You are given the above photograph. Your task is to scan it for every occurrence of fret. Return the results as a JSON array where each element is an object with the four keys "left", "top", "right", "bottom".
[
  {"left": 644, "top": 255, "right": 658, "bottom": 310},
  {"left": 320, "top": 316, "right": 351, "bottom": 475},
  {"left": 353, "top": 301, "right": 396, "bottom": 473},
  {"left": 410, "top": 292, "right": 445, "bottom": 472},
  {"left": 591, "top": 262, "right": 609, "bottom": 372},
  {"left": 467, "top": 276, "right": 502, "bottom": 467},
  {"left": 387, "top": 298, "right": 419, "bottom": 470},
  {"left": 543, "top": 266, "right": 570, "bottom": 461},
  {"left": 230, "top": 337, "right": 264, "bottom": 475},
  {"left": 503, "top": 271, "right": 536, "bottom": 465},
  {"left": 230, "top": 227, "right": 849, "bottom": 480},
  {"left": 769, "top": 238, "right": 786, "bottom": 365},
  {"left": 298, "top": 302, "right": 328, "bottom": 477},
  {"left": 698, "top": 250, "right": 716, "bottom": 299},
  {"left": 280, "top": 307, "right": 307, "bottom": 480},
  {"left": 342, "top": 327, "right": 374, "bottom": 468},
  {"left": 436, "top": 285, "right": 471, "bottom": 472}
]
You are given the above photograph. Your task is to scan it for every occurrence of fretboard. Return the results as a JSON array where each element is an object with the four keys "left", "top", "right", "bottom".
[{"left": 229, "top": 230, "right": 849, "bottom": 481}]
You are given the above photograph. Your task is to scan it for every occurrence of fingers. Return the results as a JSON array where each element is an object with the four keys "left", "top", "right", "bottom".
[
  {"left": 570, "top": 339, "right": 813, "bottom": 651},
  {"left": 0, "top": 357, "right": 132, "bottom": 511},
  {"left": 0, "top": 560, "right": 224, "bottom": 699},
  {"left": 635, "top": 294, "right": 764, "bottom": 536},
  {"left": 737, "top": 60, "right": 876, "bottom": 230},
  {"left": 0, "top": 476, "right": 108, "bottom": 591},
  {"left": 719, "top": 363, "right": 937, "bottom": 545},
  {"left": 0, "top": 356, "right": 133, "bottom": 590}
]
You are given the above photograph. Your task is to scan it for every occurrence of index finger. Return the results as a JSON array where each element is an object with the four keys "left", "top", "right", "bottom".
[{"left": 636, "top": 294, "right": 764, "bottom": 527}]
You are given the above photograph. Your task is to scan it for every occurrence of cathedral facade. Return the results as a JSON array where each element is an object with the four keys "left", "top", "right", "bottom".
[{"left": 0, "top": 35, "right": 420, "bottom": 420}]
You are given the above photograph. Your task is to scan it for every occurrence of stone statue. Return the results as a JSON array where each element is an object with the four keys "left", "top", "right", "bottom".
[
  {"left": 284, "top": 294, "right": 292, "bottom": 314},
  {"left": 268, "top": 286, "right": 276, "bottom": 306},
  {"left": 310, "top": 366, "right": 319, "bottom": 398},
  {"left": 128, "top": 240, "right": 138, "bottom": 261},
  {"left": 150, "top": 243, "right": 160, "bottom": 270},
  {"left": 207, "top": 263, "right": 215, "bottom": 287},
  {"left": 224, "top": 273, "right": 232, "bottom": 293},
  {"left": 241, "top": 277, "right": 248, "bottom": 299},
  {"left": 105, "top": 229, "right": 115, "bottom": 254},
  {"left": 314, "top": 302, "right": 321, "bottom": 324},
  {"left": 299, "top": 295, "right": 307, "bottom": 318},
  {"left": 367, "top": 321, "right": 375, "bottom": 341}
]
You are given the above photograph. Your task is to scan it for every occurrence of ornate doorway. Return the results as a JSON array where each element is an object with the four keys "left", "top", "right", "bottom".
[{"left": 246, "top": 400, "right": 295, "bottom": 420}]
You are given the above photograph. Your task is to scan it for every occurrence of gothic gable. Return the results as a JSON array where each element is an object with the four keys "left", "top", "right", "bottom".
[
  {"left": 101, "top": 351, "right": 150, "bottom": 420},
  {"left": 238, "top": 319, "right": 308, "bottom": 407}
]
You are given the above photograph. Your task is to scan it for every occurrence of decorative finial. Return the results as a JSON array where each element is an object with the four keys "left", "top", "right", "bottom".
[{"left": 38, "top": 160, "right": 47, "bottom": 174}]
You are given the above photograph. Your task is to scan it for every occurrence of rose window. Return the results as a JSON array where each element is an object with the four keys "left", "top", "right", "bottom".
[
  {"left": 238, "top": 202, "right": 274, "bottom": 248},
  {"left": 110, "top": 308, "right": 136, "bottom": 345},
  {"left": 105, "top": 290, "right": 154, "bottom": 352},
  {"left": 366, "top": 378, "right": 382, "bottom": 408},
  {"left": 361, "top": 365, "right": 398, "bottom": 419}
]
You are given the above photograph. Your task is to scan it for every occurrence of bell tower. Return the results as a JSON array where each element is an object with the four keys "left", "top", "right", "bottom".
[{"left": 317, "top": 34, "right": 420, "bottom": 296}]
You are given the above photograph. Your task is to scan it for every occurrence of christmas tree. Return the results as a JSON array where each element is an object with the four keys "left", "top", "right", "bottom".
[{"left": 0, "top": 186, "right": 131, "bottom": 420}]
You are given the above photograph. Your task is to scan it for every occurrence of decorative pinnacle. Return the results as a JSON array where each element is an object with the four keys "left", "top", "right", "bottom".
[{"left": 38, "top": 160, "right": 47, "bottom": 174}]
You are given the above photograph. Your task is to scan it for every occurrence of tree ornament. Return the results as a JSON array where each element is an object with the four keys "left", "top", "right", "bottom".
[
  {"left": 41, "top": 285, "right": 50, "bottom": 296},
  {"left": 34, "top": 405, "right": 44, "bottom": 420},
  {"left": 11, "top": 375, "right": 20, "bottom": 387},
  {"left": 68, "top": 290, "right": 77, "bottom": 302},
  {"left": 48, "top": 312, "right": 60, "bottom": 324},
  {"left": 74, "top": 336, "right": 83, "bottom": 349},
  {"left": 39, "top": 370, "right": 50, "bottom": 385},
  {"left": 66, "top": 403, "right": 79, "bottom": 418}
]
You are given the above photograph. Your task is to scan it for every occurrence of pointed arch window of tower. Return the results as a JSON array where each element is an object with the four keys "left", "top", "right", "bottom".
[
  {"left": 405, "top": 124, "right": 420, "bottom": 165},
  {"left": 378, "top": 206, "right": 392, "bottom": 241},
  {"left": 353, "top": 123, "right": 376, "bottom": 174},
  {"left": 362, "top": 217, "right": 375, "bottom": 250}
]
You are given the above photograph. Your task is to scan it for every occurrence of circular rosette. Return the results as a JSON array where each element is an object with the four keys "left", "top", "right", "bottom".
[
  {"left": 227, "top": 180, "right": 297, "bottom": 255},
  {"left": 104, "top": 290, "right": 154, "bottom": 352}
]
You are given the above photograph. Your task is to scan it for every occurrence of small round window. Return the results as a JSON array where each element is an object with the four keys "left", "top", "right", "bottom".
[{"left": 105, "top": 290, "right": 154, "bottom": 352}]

============================================================

Print out all the entries precisely as written.

You are given the above photograph. Your task is to scan it for every occurrence of fret. Return the results as a JSON array where each element is an object with the four keys "left", "top", "right", "bottom".
[
  {"left": 644, "top": 255, "right": 658, "bottom": 310},
  {"left": 320, "top": 316, "right": 351, "bottom": 475},
  {"left": 353, "top": 301, "right": 396, "bottom": 473},
  {"left": 410, "top": 292, "right": 445, "bottom": 472},
  {"left": 591, "top": 262, "right": 609, "bottom": 372},
  {"left": 467, "top": 276, "right": 502, "bottom": 467},
  {"left": 387, "top": 298, "right": 419, "bottom": 470},
  {"left": 543, "top": 266, "right": 570, "bottom": 461},
  {"left": 230, "top": 337, "right": 264, "bottom": 475},
  {"left": 503, "top": 271, "right": 536, "bottom": 465},
  {"left": 230, "top": 227, "right": 849, "bottom": 480},
  {"left": 769, "top": 238, "right": 786, "bottom": 365},
  {"left": 298, "top": 302, "right": 328, "bottom": 477},
  {"left": 698, "top": 250, "right": 716, "bottom": 299},
  {"left": 280, "top": 307, "right": 307, "bottom": 480},
  {"left": 342, "top": 327, "right": 374, "bottom": 468},
  {"left": 436, "top": 285, "right": 471, "bottom": 472}
]
You are given the above photograph. Your task is to scan it for every occurrence of fretboard. Return the results as a JSON array where each element is an object with the four keys "left", "top", "right", "bottom".
[{"left": 229, "top": 230, "right": 849, "bottom": 481}]
You are given the above photograph. Your task is to scan it for every occurrence of fingers. Return the results as a JSON array where each element is an object with the four keys "left", "top", "right", "bottom".
[
  {"left": 570, "top": 339, "right": 813, "bottom": 651},
  {"left": 0, "top": 357, "right": 132, "bottom": 511},
  {"left": 0, "top": 560, "right": 224, "bottom": 699},
  {"left": 635, "top": 294, "right": 764, "bottom": 536},
  {"left": 737, "top": 60, "right": 876, "bottom": 230},
  {"left": 0, "top": 476, "right": 108, "bottom": 591},
  {"left": 719, "top": 363, "right": 937, "bottom": 545},
  {"left": 0, "top": 356, "right": 133, "bottom": 590}
]
You are given the above photograph. Your task is to scan it for every occurrence of index finger. Return the results as a JSON array where each element is an object with the four keys "left", "top", "right", "bottom".
[{"left": 636, "top": 294, "right": 764, "bottom": 527}]
You are given the above photograph. Your task is to scan it for every occurrence of cathedral facade. Return the results as a JSON array where each element is an object with the four keys "left", "top", "right", "bottom".
[{"left": 0, "top": 35, "right": 420, "bottom": 420}]
You are given the above photograph. Your task is to scan it for every occurrence of stone statue. Return the results as a JSON array where each element is an object with the four keys "left", "top", "right", "bottom".
[
  {"left": 284, "top": 294, "right": 292, "bottom": 314},
  {"left": 268, "top": 286, "right": 276, "bottom": 306},
  {"left": 310, "top": 366, "right": 319, "bottom": 398},
  {"left": 128, "top": 240, "right": 138, "bottom": 261},
  {"left": 150, "top": 243, "right": 160, "bottom": 270},
  {"left": 207, "top": 263, "right": 215, "bottom": 287},
  {"left": 224, "top": 273, "right": 232, "bottom": 293},
  {"left": 241, "top": 277, "right": 248, "bottom": 299},
  {"left": 105, "top": 229, "right": 115, "bottom": 254},
  {"left": 314, "top": 302, "right": 321, "bottom": 324},
  {"left": 299, "top": 295, "right": 307, "bottom": 318},
  {"left": 367, "top": 321, "right": 375, "bottom": 341}
]
You are given the above photograph. Your task is to scan it for every occurrence of ornate doorway. Return the results as a JSON array where each element is an object with the four keys "left", "top", "right", "bottom".
[{"left": 246, "top": 400, "right": 295, "bottom": 420}]
You are given the above photograph. Your task is to scan it for every occurrence of gothic gable. Return the results as a JSON array where each element is an object with the four keys "left", "top", "right", "bottom".
[
  {"left": 101, "top": 351, "right": 150, "bottom": 420},
  {"left": 238, "top": 319, "right": 308, "bottom": 407}
]
You are given the above photograph. Your task is to scan it for every occurrence of decorative finial. Return the results as a JSON array where each element is an object with the four keys "left", "top", "right", "bottom".
[{"left": 38, "top": 160, "right": 47, "bottom": 174}]
You are given the above photograph. Your task is to scan it for every occurrence of rose window. Return the results as a JSON array where each element is an object with the four keys "left", "top", "right", "bottom".
[
  {"left": 238, "top": 202, "right": 274, "bottom": 248},
  {"left": 110, "top": 308, "right": 136, "bottom": 345},
  {"left": 105, "top": 290, "right": 154, "bottom": 352},
  {"left": 366, "top": 378, "right": 382, "bottom": 408},
  {"left": 361, "top": 365, "right": 398, "bottom": 419}
]
You are given the above photograph. Your task is to scan it for every occurrence of bell tower. Return the results as a JSON array where each element is an object with the four keys "left", "top", "right", "bottom".
[{"left": 317, "top": 34, "right": 420, "bottom": 296}]
You are given the above photograph. Your task is to scan it for every occurrence of christmas tree. Return the results as a JSON array where each element is an object with the four keys "left", "top", "right", "bottom".
[{"left": 0, "top": 186, "right": 131, "bottom": 420}]
You are given the above photograph. Your task is to scan it for every occurrence of decorative pinnacle. Return the results as a JSON array where each element is an object with the four keys "left", "top", "right", "bottom".
[{"left": 38, "top": 160, "right": 47, "bottom": 174}]
You are given the above photograph. Your task is to scan it for every occurrence of tree ornament. Return the results as a JSON array where each element is an object with the four keys "left", "top", "right", "bottom".
[
  {"left": 41, "top": 285, "right": 50, "bottom": 296},
  {"left": 34, "top": 405, "right": 44, "bottom": 420},
  {"left": 11, "top": 375, "right": 20, "bottom": 387},
  {"left": 68, "top": 290, "right": 77, "bottom": 302},
  {"left": 48, "top": 312, "right": 60, "bottom": 324},
  {"left": 74, "top": 336, "right": 83, "bottom": 349},
  {"left": 39, "top": 370, "right": 50, "bottom": 385},
  {"left": 66, "top": 403, "right": 79, "bottom": 418}
]
You are given the above photograph. Your task is to scan it for every occurrence of pointed arch window of tower. Return the results as a JSON array where each element is an object with the four keys "left", "top", "right", "bottom".
[
  {"left": 405, "top": 124, "right": 420, "bottom": 165},
  {"left": 378, "top": 206, "right": 392, "bottom": 241},
  {"left": 353, "top": 123, "right": 376, "bottom": 174},
  {"left": 362, "top": 217, "right": 375, "bottom": 250}
]
You are given the above photograph. Your task is to scan it for every occurrence of circular rosette. Return the results as a JSON array where each element is an object with the four keys "left", "top", "right", "bottom".
[
  {"left": 227, "top": 180, "right": 297, "bottom": 255},
  {"left": 104, "top": 290, "right": 154, "bottom": 352}
]
You are given the above photograph. Your task is to scan it for every occurrence of small round window. Return the results as a JSON array where each element is an object with the four keys "left", "top", "right", "bottom".
[{"left": 105, "top": 290, "right": 154, "bottom": 352}]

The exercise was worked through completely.